[START OF Stored data]

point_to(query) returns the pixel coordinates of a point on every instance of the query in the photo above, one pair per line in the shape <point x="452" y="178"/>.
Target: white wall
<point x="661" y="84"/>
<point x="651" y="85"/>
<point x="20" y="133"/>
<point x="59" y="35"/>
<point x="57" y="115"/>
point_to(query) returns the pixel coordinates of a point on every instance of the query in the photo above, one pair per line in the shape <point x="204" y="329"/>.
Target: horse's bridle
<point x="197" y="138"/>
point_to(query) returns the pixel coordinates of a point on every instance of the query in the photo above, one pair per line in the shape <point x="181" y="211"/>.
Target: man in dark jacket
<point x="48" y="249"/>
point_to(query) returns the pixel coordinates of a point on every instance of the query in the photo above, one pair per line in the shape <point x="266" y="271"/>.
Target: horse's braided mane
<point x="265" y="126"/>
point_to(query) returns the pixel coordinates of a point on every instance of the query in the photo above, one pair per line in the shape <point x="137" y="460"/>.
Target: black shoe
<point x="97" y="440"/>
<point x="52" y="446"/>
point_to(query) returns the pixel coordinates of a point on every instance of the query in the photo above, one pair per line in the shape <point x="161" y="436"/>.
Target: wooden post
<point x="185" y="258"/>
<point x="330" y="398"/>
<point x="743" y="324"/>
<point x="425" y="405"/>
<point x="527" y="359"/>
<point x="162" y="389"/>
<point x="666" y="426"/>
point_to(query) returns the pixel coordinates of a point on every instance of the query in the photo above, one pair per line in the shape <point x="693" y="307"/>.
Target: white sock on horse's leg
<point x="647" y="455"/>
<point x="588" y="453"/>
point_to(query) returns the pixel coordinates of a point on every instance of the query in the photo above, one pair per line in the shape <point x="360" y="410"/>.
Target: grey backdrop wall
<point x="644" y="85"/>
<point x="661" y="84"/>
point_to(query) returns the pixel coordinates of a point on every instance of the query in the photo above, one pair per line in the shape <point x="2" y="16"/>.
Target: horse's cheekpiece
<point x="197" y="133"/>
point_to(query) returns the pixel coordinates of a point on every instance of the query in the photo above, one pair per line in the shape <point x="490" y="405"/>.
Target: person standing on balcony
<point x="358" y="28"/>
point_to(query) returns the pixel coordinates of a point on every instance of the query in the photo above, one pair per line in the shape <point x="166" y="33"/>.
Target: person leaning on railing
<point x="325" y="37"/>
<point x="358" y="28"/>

[END OF Stored data]

List each line in the rows above that contains the word "person". Case counts.

Target: person standing on balcony
Target: person leaning on railing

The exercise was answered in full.